## DOCUMENT SEGMENT:

Quick Answer
Capsule endoscopy is a painless test in which you swallow a vitamin-sized wireless camera that photographs your small intestine. It is the most reliable way to investigate obscure GI bleeding, small bowel Crohn's disease and tumours that are out of reach of conventional endoscopy. Dr. Anando Sengupta offers capsule endoscopy at Fortis Hospital, Shalimar Bagh.
Why capsule endoscopy?
The small intestine is roughly 5–6 metres long and lies between the reach of UGI endoscopy (above) and colonoscopy (below). Capsule endoscopy is the only practical way to see the entire small bowel mucosa without surgery.
Indications
- Obscure GI bleeding — iron-deficiency anaemia or melaena with normal UGI endoscopy and colonoscopy
- Suspected small bowel Crohn's disease
- Small bowel polyps & tumours (Peutz-Jeghers, familial polyposis)
- Suspected coeliac complications (refractory coeliac, lymphoma)
- NSAID-induced small bowel ulcers / enteropathy
How it works
- You swallow the capsule with a sip of water
- A recorder worn on a belt collects the images by radiofrequency
- The capsule traverses the GI tract by normal peristalsis (8 hours on average)
- You can move around, work and resume normal activities
- 4 hours after swallowing, you may eat a light meal
- The recorder is returned to the hospital after 8–10 hours
- The doctor reviews the video (~50,000 images) over 1–2 hours
- The capsule is excreted naturally in 24–72 hours
Risks
The main risk is capsule retention in a small bowel stricture — less than 1 in 100, screened for in suspected cases with an imaging study or a dissolvable patency capsule beforehand. Capsule endoscopy is not suitable for patients with severe swallowing problems, suspected obstruction, or implanted devices that interfere with the recorder (rare).

## EXTRACTED MATERIAL:
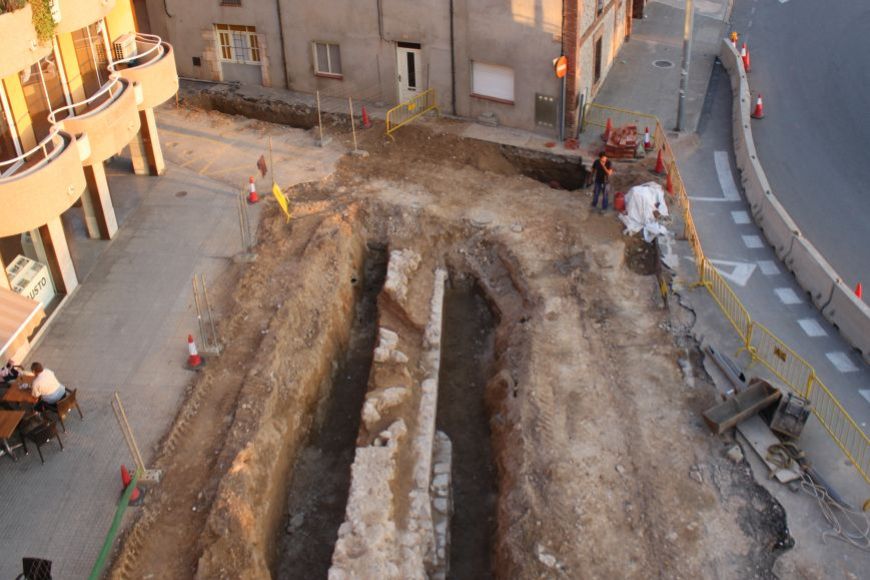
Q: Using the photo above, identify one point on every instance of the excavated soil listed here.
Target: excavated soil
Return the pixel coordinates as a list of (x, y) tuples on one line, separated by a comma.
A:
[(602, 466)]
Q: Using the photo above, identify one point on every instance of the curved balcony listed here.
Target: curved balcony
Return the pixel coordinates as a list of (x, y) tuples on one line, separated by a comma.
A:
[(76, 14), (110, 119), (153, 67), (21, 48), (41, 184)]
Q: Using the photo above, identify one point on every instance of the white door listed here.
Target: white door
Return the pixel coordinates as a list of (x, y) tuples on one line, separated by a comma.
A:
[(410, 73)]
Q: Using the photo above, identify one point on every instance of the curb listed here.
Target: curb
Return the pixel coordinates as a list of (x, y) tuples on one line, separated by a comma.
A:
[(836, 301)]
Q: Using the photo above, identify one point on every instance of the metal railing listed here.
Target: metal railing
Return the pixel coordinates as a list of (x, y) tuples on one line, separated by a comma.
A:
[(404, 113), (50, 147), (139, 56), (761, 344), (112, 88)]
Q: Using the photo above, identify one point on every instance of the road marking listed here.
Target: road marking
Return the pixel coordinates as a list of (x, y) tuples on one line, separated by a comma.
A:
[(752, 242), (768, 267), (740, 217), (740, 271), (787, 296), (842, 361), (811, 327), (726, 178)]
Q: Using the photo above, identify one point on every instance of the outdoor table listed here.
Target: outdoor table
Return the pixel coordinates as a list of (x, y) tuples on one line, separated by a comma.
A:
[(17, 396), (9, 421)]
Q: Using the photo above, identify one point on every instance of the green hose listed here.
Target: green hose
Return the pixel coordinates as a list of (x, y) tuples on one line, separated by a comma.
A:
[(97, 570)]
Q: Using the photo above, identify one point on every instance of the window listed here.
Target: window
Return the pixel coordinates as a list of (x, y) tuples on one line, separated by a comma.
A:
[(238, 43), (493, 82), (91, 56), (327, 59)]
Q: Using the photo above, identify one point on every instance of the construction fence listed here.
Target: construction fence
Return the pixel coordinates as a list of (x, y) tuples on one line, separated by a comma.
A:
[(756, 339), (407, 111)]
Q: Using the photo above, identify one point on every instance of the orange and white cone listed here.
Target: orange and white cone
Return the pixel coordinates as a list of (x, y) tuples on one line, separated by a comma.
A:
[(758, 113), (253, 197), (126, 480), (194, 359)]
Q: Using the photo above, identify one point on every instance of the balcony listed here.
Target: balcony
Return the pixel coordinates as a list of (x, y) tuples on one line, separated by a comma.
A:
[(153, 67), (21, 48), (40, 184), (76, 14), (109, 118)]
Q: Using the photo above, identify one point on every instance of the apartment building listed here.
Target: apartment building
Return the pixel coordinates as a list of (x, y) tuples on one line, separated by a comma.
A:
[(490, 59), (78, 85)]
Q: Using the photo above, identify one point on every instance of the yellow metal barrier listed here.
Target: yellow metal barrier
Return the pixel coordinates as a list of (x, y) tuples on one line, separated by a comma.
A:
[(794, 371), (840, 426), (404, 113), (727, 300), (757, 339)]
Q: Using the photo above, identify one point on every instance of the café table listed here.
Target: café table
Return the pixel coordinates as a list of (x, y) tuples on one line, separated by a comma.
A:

## WHAT YOU HAVE TO DO:
Copy the passage of the capsule endoscopy text above word for word, from "The small intestine" to "mucosa without surgery.".

## ANSWER TO THIS PROBLEM:
The small intestine is roughly 5–6 metres long and lies between the reach of UGI endoscopy (above) and colonoscopy (below). Capsule endoscopy is the only practical way to see the entire small bowel mucosa without surgery.